Problem to work on |
What is needed is an exact copy of the records below, without the pictures.

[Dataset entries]
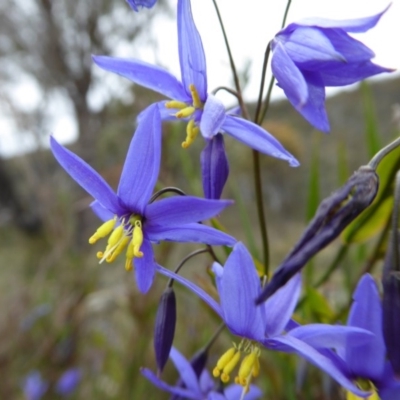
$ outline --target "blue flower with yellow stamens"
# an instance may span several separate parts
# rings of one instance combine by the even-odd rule
[[[271,42],[272,72],[296,110],[317,129],[328,132],[325,87],[345,86],[382,72],[375,56],[348,33],[373,28],[388,7],[371,17],[351,20],[309,18],[291,23]]]
[[[178,41],[181,82],[168,71],[143,61],[106,56],[94,56],[93,60],[107,71],[122,75],[172,99],[162,101],[158,105],[162,119],[188,121],[186,139],[182,147],[188,147],[199,132],[207,141],[214,140],[218,133],[225,132],[255,150],[286,160],[291,166],[299,165],[298,161],[271,134],[250,121],[228,114],[221,101],[207,93],[203,44],[193,21],[189,0],[178,1]],[[219,144],[206,146],[204,151],[214,152],[214,155],[205,154],[202,164],[211,162],[211,159],[216,160],[216,148],[221,149],[221,146]],[[226,168],[224,158],[219,157],[218,160],[220,161],[212,163],[212,167],[219,168],[222,165]],[[218,171],[209,173],[208,178],[215,178],[211,187],[216,186],[216,189],[209,189],[206,183],[205,195],[208,198],[214,198],[222,191],[221,185],[226,179],[221,180]]]
[[[139,11],[138,6],[151,8],[157,3],[157,0],[126,0],[126,2],[135,11]]]
[[[215,377],[228,382],[231,372],[240,364],[235,382],[249,387],[259,374],[259,357],[263,347],[294,353],[331,375],[343,387],[362,396],[345,372],[322,351],[342,350],[349,338],[363,344],[372,334],[357,327],[310,324],[298,326],[291,316],[300,295],[300,274],[275,292],[265,303],[256,306],[255,298],[261,292],[260,278],[252,257],[242,243],[237,243],[225,266],[214,263],[213,271],[220,297],[218,304],[210,295],[187,279],[160,266],[157,270],[176,279],[201,297],[222,318],[229,330],[241,341],[226,351],[213,371]]]
[[[150,288],[155,261],[151,242],[170,240],[232,246],[236,240],[198,223],[219,214],[231,201],[191,196],[171,197],[148,204],[158,179],[161,156],[161,120],[158,107],[144,113],[133,136],[117,193],[71,151],[51,138],[51,149],[61,166],[95,198],[93,211],[105,221],[89,243],[109,236],[101,261],[112,262],[126,251],[127,270],[135,273],[139,289]]]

Output of the exercise |
$ outline --target "blue flower with yellow stamens"
# an instance may span several separate parts
# rings of one instance combine by the even-odd rule
[[[271,42],[272,72],[296,110],[317,129],[328,132],[325,87],[345,86],[382,72],[375,56],[348,33],[373,28],[388,7],[371,17],[351,20],[309,18],[291,23]]]
[[[178,41],[181,82],[168,71],[143,61],[106,56],[94,56],[93,60],[107,71],[122,75],[172,99],[162,101],[158,105],[162,119],[188,121],[186,139],[182,147],[188,147],[199,132],[207,141],[214,140],[218,133],[225,132],[255,150],[286,160],[291,166],[299,165],[298,161],[271,134],[250,121],[228,114],[221,101],[207,93],[203,44],[193,21],[189,0],[178,1]],[[219,144],[206,146],[204,151],[214,152],[214,155],[205,154],[202,164],[211,162],[211,159],[216,160],[216,148],[221,149],[221,146]],[[226,168],[224,158],[219,157],[218,160],[220,161],[212,163],[212,167],[219,168],[222,165]],[[218,171],[209,173],[208,178],[215,178],[211,187],[216,186],[216,189],[209,189],[206,183],[205,195],[208,198],[214,198],[222,191],[221,185],[226,179],[221,180]]]
[[[139,11],[138,6],[151,8],[157,3],[157,0],[126,0],[126,2],[135,11]]]
[[[215,377],[228,382],[231,372],[240,364],[235,382],[249,387],[259,374],[259,357],[263,347],[294,353],[331,375],[343,387],[362,396],[345,372],[322,351],[342,350],[349,338],[363,344],[372,334],[357,327],[310,324],[298,326],[291,316],[300,295],[300,274],[275,292],[265,303],[256,306],[255,298],[261,292],[260,278],[252,257],[242,243],[237,243],[225,266],[214,263],[213,271],[220,297],[218,304],[210,295],[187,279],[160,266],[157,270],[176,279],[201,297],[222,318],[229,330],[241,341],[226,351],[213,371]]]
[[[150,288],[155,261],[151,242],[170,240],[232,246],[236,240],[198,223],[219,214],[231,201],[191,196],[171,197],[148,204],[158,179],[161,156],[161,120],[158,107],[144,113],[133,136],[117,193],[71,151],[51,138],[51,149],[61,166],[95,198],[93,211],[105,221],[89,243],[109,236],[101,261],[112,262],[126,251],[127,270],[135,273],[139,289]]]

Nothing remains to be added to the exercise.